▸ Aim of the task: Revise the passage of the Mille Lacs field station article that begins at the words "The high-stakes job" and stops after "other DNR divisions.", replacing "equipment storage" with "boat storage" and reproducing the rest unchanged.

▸ Excerpt:
The Minnesota Department of Natural Resources is formalizing plans to propose a $3.5 million field station in Garrison, Minn., to more closely manage and study the prized but troubled Mille Lacs fishery.

DNR fisheries chief Don Pereira said in an interview last week the leading site for a proposed lakefront facility — new to Mille Lacs — is just south of the giant walleye monument on land owned by the state Department of Transportation. If approved by the 2016 Legislature as part of Gov. Mark Dayton’s bonding request, the office would be run by a fisheries manager hired to fill the newly created position of Mille Lacs project leader.

The high-stakes job was posted Wednesday and is open to any applicant qualified to address the serious decline of Mille Lacs walleyes that began around 2000.

“Our plan is to have a fairly complete fisheries management station on shore,” Pereira said. “Mille Lacs is so important to the state and undergoing such a complex array of changes that we feel this move is justified.”

Preliminary plans call for two DNR big-lake specialists to move to the Mille Lacs office from their current station in Aitkin. The Aitkin fisheries office would remain in place to concentrate on other lakes and rivers, including 6,000-acre Big Sandy Lake near McGregor. Facilities in the new Mille Lacs field station would include wet labs, research space, a modest cool-water hatchery and equipment storage.

It’s also possible the new site will host DNR enforcement personnel and other DNR divisions.

Crow Wing County Commissioner Paul Koering, who sits on the 17-member Mille Lacs Fisheries Advisory Committee, said he’s hoping for broad support of the plan.

“To me, it’s welcome news,” Koering said. “It shows that the department is putting resources toward the management of that lake.”

Last year’s unprecedented shutdown of walleye fishing on Mille Lacs, along with continuing harvest limitations, have burdened resort owners and others in the area who rely on fishing tourism, Koering said. Bookings are drying up and outdoorsmen are driving by, he said.

“This isn’t going to turn around overnight,” he said.

▸ Extracted material:
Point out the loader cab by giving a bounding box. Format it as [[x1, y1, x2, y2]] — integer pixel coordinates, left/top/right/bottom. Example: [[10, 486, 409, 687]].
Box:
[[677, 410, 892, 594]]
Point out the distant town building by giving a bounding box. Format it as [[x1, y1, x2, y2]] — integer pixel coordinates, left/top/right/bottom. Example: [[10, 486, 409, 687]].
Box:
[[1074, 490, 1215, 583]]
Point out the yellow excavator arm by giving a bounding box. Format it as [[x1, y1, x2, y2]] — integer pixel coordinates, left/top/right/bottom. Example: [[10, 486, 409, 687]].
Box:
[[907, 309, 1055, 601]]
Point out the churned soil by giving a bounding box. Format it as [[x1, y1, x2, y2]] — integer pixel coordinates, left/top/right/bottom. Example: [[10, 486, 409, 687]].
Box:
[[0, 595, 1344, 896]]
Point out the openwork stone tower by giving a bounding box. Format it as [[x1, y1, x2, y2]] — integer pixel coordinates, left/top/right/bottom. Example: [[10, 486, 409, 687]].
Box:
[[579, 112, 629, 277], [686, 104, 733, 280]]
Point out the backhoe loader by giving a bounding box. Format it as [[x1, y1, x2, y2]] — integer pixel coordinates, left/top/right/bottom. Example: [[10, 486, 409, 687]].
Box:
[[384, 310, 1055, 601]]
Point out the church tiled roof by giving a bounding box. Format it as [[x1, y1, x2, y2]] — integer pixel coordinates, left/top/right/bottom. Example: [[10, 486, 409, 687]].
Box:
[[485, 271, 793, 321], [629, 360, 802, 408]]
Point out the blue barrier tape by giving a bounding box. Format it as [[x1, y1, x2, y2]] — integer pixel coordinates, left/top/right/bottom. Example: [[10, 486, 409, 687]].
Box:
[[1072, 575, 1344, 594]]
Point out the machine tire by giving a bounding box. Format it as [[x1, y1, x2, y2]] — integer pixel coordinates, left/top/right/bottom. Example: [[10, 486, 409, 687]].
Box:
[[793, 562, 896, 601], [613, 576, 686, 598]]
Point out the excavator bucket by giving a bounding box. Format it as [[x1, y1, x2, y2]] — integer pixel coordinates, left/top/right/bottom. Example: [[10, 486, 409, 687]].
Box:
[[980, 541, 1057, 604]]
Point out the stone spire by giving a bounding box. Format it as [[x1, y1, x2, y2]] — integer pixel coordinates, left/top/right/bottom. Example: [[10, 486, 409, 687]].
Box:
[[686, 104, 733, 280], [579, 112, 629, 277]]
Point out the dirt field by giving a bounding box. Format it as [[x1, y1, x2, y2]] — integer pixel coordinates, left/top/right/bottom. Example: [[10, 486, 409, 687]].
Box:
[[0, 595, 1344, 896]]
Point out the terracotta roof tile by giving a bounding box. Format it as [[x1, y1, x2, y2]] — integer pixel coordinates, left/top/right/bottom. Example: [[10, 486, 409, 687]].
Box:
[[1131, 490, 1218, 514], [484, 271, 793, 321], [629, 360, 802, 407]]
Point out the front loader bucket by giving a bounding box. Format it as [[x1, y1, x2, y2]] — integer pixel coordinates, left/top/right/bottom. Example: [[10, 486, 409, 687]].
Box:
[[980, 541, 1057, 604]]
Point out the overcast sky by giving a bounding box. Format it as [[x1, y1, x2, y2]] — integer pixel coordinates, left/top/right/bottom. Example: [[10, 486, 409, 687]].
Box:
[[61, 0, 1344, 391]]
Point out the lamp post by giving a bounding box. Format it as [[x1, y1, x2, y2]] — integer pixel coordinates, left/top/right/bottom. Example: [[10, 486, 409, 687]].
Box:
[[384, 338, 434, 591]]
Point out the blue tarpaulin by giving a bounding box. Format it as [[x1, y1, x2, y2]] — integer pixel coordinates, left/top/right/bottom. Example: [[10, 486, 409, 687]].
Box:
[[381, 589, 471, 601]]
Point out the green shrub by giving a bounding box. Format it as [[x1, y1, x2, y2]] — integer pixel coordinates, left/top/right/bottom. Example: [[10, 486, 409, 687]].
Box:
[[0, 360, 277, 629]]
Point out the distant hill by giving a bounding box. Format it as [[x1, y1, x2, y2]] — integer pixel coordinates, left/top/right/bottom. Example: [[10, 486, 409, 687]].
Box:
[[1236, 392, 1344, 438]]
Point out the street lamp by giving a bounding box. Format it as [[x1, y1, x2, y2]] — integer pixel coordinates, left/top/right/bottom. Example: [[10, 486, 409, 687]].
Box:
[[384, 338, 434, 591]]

▸ Task output:
The high-stakes job was posted Wednesday and is open to any applicant qualified to address the serious decline of Mille Lacs walleyes that began around 2000.

“Our plan is to have a fairly complete fisheries management station on shore,” Pereira said. “Mille Lacs is so important to the state and undergoing such a complex array of changes that we feel this move is justified.”

Preliminary plans call for two DNR big-lake specialists to move to the Mille Lacs office from their current station in Aitkin. The Aitkin fisheries office would remain in place to concentrate on other lakes and rivers, including 6,000-acre Big Sandy Lake near McGregor. Facilities in the new Mille Lacs field station would include wet labs, research space, a modest cool-water hatchery and boat storage.

It’s also possible the new site will host DNR enforcement personnel and other DNR divisions.